**Tarefa pedida A:** Mostre todas as linhas dos registos que contêm a palavra "target".

**Texto selecionado:**

• • • •

O moinho pode apresentar uma ou duas galgas – raramente três e quatro – e um recipiente de pedra ou de aduelas de madeira acima ou abaixo do nível do solo. A parte superior é geralmente de grande largura, estreitando à medida que se aproxima do fundo. Por isso o pio apresenta, em regra, a forma de um prato fundo, com os lado inclinados em forma de taça.

Observem-se as figuras 28  e  29.  A primeira mostra-nos um moinho com uma vasa ou pio de cimento e apenas uma galga. Neste caso, o pio – recipiente onde é deitada a azeitona – apresenta um bordo de grande largura e uma certa altura em relação ao nível do solo. A dobadoira, presa à árvore por meio de quatro braços, a que o informador chamou os braços da redoiça, é formado por arcos pequenos de madeira, ligados entre si. Para lhe dar maior segurança, duas tábuas oblíquas firmam as extremidades dos braços à parte superior da árvore. Ao fundo, distingue-se parte da entrosga, de pequena dimensão, cujos dentes engrenam nos da dobadoira.

 

 
 

Figura 29: Moinho de dobadoira (roda horizontal) e entrosga (roda vertical) com duas galgas e recipiente de moagem forrado de aduelas da Quinta da Romeira, Celorico da Beira, dist. da Guarda.

 

A figura 29 mostra-nos outro género de moinho. Ao contrário do anterior, apresenta um vaso de paredes quase verticais, forradas de aduelas de madeira, abaixo do nível do chão. Duas enormes galgas estão fixas à árvore, que é accionada por uma dobadoira ou peneira de dentes irregulares. A entrosga, firme pelo eixo à chumaceira, de que se vê parte, apresenta um diâmetro bastante grande. Os raios que a seguram ao eixo da roda de peso são duplos e com a forma de cruz.

Moinho interessante é o da Quinta do Rol (freguesia de Ançã, concelho de Cantanhede), no distrito de Coimbra.

Com três galgas de eixos assimétricos, estão fixas a um eixo soldado ao vértice de uma secção triangular de ferro, articulado num dos lados, a fim de as pedras poderem deslocar-se no sentido vertical, de acordo com a altura ocupada pela azeitona dentro da vasa. Presa à armação de ferro existe uma raspadeira, que desprende a massa que se agarra às paredes. O fundo é formado por lajes de pedra com a forma de gomos de laranja.

As galgas têm o eixo de ferro em que giram envolvido por uma bucha de madeira de figueira. Segundo a pessoa que tratava da manutenção de todas as peças do lagar, quando ele ainda trabalhava, as buchas têm de ser necessariamente de madeira  desta árvore, porque «doma-se muito bem à pedra», isto é, toma o feitio dela com grande facilidade. O facto de a madeira ser mole, ao contrário do que poderíamos julgar, faz com que não rache nem se desgaste facilmente. A lubrificação é feita naturalmente pelo azeite, durante a redução da azeitona a massa. Para impedir que as galgas saltem dos eixos, existem nas extremidades destes umas ranhuras, nas quais introduzem cavilhas achatadas de ferro chamadas segurelhas. A proteger as pedras do desgaste que poderiam sofrer pela fricção com as chavetas, durante o movimento, colocam de permeio uns discos delgados de ferro, conhecidos pelo nome de pratos.

• • • •

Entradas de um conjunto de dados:

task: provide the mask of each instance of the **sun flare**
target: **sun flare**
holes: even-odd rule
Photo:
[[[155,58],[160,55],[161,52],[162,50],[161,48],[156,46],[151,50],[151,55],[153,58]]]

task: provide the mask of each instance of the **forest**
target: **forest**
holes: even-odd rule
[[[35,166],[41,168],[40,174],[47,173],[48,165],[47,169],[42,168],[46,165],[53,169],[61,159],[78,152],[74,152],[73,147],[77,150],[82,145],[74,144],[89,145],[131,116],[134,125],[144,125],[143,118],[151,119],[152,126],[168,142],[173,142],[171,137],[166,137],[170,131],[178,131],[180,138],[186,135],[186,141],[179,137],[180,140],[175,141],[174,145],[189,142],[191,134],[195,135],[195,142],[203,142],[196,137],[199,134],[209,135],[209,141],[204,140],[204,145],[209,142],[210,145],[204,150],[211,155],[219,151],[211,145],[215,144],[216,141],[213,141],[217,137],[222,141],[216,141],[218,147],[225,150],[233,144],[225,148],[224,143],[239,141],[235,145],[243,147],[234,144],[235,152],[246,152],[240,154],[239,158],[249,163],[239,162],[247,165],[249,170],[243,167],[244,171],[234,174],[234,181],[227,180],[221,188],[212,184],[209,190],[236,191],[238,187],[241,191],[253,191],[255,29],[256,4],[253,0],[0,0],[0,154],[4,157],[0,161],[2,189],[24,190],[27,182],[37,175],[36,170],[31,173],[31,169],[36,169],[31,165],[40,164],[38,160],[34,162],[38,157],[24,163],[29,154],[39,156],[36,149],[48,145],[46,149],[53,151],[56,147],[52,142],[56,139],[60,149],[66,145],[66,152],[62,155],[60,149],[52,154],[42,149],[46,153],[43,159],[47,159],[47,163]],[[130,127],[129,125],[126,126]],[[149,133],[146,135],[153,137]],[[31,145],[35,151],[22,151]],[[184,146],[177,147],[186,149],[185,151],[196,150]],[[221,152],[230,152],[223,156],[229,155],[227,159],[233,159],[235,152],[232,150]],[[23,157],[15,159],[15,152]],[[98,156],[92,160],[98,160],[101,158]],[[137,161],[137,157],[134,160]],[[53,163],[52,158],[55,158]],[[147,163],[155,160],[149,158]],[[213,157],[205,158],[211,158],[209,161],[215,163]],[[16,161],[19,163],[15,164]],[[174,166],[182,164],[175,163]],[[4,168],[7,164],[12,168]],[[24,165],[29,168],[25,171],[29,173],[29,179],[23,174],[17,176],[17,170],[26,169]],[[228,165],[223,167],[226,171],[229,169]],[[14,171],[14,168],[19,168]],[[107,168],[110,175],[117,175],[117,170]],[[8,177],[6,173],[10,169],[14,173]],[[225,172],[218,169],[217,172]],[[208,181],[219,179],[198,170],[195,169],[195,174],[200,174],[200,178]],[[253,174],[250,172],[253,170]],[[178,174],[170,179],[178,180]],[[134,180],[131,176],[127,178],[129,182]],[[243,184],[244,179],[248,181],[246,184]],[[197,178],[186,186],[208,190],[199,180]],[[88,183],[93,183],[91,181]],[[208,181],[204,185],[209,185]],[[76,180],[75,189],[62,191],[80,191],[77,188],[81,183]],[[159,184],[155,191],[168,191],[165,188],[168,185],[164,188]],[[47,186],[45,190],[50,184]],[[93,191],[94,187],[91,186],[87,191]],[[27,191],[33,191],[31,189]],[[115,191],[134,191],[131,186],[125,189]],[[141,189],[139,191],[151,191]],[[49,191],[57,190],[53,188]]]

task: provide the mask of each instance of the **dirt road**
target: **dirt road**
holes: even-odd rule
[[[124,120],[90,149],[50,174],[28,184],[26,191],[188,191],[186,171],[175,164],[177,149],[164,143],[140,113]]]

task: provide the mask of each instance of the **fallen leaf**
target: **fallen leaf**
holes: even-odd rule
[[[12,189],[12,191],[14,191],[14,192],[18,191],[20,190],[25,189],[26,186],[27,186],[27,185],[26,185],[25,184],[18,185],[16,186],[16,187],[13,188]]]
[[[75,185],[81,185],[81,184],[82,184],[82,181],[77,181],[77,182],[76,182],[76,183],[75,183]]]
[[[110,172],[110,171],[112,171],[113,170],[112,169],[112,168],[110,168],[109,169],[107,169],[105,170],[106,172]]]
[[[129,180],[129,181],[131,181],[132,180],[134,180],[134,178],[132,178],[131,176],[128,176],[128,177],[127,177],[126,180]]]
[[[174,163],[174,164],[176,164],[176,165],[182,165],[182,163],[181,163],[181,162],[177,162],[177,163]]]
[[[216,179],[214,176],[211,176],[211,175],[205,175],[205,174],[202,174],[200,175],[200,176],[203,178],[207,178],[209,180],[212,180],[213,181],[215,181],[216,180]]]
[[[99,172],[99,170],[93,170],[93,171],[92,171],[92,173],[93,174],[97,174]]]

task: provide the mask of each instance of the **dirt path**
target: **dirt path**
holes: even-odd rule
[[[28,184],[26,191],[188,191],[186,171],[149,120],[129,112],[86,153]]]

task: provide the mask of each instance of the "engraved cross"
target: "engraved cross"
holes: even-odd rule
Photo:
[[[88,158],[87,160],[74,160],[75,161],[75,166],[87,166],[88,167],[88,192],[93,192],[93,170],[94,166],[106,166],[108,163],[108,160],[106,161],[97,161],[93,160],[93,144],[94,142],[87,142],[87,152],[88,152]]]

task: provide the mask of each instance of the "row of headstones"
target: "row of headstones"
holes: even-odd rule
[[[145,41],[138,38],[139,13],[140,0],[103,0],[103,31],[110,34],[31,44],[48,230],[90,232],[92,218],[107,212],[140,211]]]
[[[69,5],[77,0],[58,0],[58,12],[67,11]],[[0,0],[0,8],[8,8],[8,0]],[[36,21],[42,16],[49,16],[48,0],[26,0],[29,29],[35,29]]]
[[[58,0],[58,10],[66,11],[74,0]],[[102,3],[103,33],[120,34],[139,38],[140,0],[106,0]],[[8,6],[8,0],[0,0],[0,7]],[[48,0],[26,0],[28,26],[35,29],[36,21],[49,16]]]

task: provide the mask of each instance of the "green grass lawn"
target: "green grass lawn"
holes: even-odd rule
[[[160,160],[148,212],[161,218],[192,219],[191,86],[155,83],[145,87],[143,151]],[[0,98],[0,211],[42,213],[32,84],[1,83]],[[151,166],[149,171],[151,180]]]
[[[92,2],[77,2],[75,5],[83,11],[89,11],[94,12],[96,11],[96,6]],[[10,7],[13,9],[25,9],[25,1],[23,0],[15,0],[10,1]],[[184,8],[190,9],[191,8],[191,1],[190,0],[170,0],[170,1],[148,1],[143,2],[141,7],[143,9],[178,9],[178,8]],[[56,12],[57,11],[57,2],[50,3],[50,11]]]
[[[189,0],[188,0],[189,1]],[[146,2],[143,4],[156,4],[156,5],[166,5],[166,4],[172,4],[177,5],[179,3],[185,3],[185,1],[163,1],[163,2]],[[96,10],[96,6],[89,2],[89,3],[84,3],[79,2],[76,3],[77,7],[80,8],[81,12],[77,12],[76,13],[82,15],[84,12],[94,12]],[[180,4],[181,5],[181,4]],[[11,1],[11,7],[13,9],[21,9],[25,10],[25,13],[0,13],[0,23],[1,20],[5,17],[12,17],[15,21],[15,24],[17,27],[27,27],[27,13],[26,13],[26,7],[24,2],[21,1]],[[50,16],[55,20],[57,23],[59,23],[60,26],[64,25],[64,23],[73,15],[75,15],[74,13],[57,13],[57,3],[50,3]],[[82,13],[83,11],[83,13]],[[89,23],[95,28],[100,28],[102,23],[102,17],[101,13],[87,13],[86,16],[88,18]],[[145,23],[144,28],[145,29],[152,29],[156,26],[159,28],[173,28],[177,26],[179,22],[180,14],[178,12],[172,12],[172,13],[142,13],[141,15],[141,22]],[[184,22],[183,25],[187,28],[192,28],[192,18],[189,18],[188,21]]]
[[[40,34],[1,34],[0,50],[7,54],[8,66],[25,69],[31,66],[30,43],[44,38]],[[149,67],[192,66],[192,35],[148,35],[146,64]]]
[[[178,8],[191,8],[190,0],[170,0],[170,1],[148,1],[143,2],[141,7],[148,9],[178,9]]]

• • • •

**Tarefa pedida B:**
Responda às perguntas seguintes com base no texto sobre moinhos de azeite.
(i) Quantas galgas tem o moinho da Quinta do Rol?
(ii) De que madeira é a bucha que envolve o eixo de ferro das galgas?
(iii) Que nome têm as cavilhas achatadas de ferro que impedem as galgas de saltar dos eixos?

**Resultado correto A:**
target: **sun flare**
target: **forest**
target: **dirt road**
target: **fallen leaf**
target: **dirt path**
target: "engraved cross"
target: "row of headstones"
target: "green grass lawn"

**Resultado correto B:**
(i) Tem três galgas.
(ii) É de madeira de figueira.
(iii) Chamam-se segurelhas.